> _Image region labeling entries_
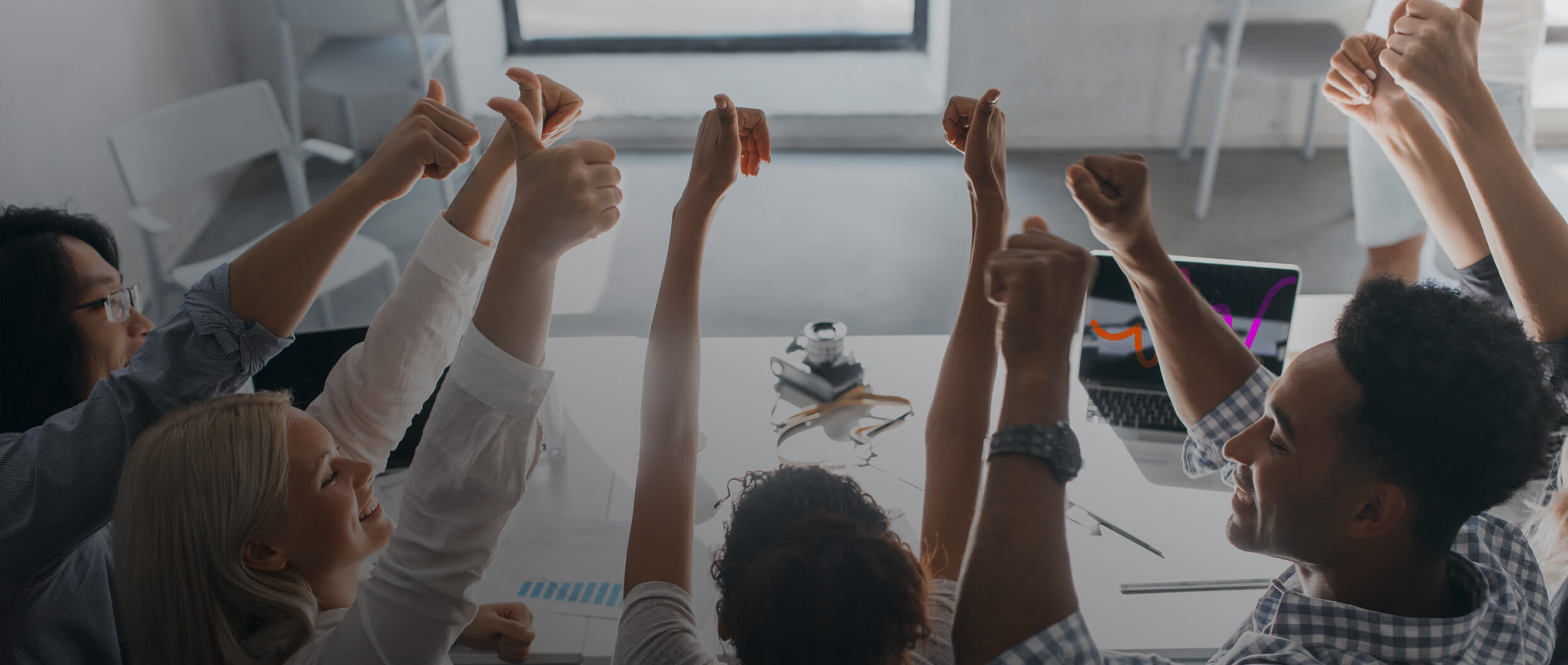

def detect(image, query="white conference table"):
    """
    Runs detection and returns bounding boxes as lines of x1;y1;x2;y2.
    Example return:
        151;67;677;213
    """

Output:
378;295;1347;664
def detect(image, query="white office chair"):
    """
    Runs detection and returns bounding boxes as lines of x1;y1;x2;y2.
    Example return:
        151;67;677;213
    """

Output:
108;80;398;328
1179;0;1345;220
273;0;463;204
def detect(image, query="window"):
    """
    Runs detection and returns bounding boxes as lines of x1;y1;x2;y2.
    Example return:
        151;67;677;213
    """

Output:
502;0;930;54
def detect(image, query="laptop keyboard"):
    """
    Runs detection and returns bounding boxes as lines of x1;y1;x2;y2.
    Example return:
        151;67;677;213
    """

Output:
1088;387;1187;432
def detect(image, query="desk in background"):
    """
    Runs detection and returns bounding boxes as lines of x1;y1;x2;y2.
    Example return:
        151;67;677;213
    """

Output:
378;295;1348;664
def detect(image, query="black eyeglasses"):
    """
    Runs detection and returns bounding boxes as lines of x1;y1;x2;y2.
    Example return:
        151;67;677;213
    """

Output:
75;284;141;323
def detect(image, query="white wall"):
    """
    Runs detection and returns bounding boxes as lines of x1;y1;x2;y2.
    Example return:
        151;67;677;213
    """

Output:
947;0;1371;148
0;0;239;285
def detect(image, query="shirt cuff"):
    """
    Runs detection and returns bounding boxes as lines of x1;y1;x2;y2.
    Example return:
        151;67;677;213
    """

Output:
182;264;293;377
414;213;495;284
991;611;1102;665
447;322;555;417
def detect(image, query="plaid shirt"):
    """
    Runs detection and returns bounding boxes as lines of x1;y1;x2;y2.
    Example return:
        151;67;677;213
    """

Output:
993;367;1554;665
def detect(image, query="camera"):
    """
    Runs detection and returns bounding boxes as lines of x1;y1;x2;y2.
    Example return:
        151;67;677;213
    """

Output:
769;319;866;403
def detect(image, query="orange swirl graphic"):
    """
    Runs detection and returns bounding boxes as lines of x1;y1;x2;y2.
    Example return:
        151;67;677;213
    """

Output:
1088;319;1160;367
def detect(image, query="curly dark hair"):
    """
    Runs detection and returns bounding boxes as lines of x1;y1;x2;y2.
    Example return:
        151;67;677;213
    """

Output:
714;466;931;665
1335;278;1560;552
0;206;119;432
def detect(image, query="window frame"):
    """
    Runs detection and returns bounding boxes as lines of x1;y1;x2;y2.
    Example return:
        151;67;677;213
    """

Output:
500;0;931;55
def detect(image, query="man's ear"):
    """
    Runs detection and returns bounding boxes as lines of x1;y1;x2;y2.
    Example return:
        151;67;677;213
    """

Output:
240;536;288;572
1350;481;1410;539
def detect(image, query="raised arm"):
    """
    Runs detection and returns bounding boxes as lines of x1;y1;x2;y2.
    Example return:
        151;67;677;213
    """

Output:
309;99;621;665
1068;154;1258;425
306;68;582;471
953;216;1097;665
1323;13;1491;273
229;80;480;337
1378;0;1568;342
921;90;1006;580
626;94;773;593
445;68;583;245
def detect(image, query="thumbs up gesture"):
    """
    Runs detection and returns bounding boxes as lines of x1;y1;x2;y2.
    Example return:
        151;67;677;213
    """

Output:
687;94;773;203
353;78;480;203
942;88;1006;193
1378;0;1487;111
489;97;621;257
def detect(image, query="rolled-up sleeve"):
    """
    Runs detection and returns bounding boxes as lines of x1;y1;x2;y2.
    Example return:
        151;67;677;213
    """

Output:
305;325;553;665
0;264;293;575
306;216;494;471
1181;365;1280;485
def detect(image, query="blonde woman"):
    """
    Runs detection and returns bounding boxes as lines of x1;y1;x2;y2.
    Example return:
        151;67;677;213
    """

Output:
114;83;621;664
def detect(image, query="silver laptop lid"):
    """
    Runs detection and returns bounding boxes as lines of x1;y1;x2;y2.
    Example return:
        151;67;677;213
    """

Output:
1079;249;1302;392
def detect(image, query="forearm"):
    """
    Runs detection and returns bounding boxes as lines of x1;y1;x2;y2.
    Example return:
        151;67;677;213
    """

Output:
473;215;560;365
1116;238;1258;425
447;146;517;245
1433;80;1568;342
921;190;1006;579
953;368;1077;665
1369;99;1491;267
626;197;717;591
229;172;382;337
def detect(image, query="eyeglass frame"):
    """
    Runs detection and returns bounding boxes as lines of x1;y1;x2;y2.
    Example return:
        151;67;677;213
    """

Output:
72;284;141;323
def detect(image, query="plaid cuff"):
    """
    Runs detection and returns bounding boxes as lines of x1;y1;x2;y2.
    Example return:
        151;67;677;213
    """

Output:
991;611;1102;665
1181;365;1280;485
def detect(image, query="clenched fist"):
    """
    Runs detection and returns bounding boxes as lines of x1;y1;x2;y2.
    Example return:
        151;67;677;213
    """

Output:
1068;152;1155;254
355;78;480;203
489;97;621;256
458;603;534;664
687;94;773;201
1378;0;1482;110
942;88;1006;193
985;216;1098;372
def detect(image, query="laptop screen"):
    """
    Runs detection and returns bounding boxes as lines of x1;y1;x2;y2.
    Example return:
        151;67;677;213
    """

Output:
251;328;445;469
1079;251;1302;391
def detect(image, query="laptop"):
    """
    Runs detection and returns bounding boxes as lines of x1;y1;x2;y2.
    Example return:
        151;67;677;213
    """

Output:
1079;251;1302;493
251;326;447;471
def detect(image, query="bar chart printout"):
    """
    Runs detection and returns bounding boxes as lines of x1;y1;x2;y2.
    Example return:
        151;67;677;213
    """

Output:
517;579;624;620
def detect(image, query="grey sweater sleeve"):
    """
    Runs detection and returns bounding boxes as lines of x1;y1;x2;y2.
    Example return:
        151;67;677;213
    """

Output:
0;264;293;579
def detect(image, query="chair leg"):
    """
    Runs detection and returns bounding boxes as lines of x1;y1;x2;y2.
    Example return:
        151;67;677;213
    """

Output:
339;94;365;168
1192;6;1247;220
1176;34;1213;163
1302;78;1323;162
315;293;337;329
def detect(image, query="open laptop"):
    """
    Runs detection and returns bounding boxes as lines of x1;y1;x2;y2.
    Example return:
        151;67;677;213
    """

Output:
1079;251;1302;491
251;326;447;471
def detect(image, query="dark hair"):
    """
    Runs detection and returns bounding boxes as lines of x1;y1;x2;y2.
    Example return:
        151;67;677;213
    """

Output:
1335;278;1560;552
0;206;119;432
714;466;931;665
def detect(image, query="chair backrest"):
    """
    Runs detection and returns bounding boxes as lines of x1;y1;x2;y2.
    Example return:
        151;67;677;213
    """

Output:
108;80;293;206
273;0;416;35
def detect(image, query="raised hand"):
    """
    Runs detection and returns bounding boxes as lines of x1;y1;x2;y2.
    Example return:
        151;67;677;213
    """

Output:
458;603;534;664
355;78;480;203
489;97;621;256
1068;152;1154;254
687;94;773;201
1378;0;1482;110
986;215;1096;374
492;68;583;149
942;88;1006;191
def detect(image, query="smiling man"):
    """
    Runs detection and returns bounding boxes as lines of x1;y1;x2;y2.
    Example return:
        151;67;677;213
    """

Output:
953;155;1557;665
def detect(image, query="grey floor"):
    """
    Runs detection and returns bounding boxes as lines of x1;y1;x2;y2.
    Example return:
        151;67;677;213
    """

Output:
187;149;1568;336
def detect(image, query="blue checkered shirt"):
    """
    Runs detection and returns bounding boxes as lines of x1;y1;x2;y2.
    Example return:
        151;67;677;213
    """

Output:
993;367;1554;665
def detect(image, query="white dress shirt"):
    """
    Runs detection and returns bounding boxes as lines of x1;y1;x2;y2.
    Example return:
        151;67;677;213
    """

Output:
259;220;552;665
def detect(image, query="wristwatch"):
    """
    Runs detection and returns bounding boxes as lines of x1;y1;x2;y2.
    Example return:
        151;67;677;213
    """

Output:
986;420;1083;485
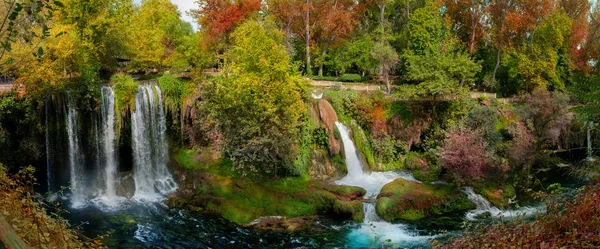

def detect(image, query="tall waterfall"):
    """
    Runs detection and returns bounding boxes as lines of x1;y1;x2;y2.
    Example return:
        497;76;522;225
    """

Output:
131;85;177;200
44;97;54;192
335;122;432;248
97;86;117;199
66;93;85;207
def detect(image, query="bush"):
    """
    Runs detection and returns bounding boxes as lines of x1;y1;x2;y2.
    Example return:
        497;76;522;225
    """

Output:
338;74;363;82
440;128;491;182
434;181;600;248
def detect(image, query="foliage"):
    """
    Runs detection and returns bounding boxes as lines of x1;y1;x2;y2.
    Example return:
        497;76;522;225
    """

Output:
518;88;573;151
503;13;571;92
0;92;43;168
434;181;600;248
375;179;475;222
209;21;306;177
168;155;365;224
0;0;63;74
0;165;103;248
440;128;491;182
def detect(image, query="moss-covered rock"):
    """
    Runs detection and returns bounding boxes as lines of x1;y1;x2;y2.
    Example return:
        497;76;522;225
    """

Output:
167;150;366;224
476;185;516;209
375;179;476;222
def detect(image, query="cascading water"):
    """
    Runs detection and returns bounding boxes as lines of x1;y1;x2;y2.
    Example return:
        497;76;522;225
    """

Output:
44;97;54;192
335;122;432;248
96;86;121;204
66;92;85;208
131;85;177;200
463;187;545;220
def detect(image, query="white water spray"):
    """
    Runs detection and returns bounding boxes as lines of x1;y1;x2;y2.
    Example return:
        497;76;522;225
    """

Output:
335;122;433;248
131;85;177;201
66;92;85;208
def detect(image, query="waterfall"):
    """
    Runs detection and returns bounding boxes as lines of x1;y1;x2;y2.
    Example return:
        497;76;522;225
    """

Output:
44;97;54;192
335;122;433;248
97;86;117;199
131;85;177;200
66;92;85;207
463;187;545;220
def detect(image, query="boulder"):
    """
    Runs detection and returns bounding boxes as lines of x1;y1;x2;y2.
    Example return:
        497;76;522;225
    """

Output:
375;178;476;222
117;172;135;199
319;99;342;155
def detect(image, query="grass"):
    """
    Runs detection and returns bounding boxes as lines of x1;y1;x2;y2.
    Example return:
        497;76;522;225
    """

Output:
434;180;600;248
375;179;475;222
169;149;365;224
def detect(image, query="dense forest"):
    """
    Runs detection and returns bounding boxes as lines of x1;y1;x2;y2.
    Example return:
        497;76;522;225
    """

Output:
0;0;600;248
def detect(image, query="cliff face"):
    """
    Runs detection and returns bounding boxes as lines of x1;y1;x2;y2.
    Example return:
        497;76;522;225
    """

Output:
319;99;342;156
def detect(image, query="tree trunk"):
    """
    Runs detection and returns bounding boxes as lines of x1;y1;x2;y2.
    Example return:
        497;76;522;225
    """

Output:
406;0;410;50
319;40;329;77
306;0;312;76
379;3;385;35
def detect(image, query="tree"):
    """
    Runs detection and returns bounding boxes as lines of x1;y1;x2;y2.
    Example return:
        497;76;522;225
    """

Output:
195;0;261;40
519;88;573;151
371;42;399;94
444;0;489;54
211;21;306;177
0;0;63;75
503;12;572;92
440;128;492;182
130;0;192;69
400;4;481;98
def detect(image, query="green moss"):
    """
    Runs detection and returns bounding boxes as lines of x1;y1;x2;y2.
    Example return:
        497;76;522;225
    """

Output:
325;185;367;196
413;165;442;182
376;179;475;222
158;74;196;116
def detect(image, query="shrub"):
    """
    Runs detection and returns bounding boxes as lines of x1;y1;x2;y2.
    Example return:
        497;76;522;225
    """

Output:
338;74;363;82
440;128;491;182
434;181;600;248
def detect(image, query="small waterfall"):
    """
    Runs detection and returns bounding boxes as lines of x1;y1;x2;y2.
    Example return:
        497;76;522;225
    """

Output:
96;86;117;199
44;97;54;192
131;85;177;200
66;93;85;207
335;122;433;248
463;187;545;220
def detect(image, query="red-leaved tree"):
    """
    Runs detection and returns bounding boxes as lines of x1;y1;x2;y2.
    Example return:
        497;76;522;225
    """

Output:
440;128;492;182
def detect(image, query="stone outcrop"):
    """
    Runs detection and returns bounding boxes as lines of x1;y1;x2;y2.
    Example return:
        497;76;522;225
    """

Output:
319;99;342;155
117;172;135;199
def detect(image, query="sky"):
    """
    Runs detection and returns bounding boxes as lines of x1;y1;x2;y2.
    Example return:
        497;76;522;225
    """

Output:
133;0;198;31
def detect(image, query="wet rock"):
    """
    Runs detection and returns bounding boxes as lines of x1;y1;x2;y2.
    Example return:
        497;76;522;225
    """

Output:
249;215;325;233
117;172;135;199
308;150;344;181
375;179;476;222
319;99;342;155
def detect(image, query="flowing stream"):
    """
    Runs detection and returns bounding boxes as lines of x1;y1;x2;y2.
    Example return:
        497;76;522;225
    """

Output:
335;122;433;248
66;93;86;207
131;85;177;201
463;187;545;221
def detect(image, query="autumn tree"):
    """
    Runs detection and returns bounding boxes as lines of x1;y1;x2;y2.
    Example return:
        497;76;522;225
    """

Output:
440;128;492;182
195;0;261;40
0;0;63;75
209;21;306;177
503;12;572;92
444;0;489;54
399;3;481;98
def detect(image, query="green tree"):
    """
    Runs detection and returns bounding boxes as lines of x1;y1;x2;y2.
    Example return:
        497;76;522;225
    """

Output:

> _Exercise brief_
Copy the stretch of the listing from its start through the line containing "378;295;1347;664", both ends included, and leave out the pictures.

> _Answer for the task_
def detect(image, query="white conference table"):
    """
    Runs detection and returns bounding boxes as lines of x1;y1;x2;y2.
    Example return:
        151;67;677;213
    """

Output:
378;295;1347;664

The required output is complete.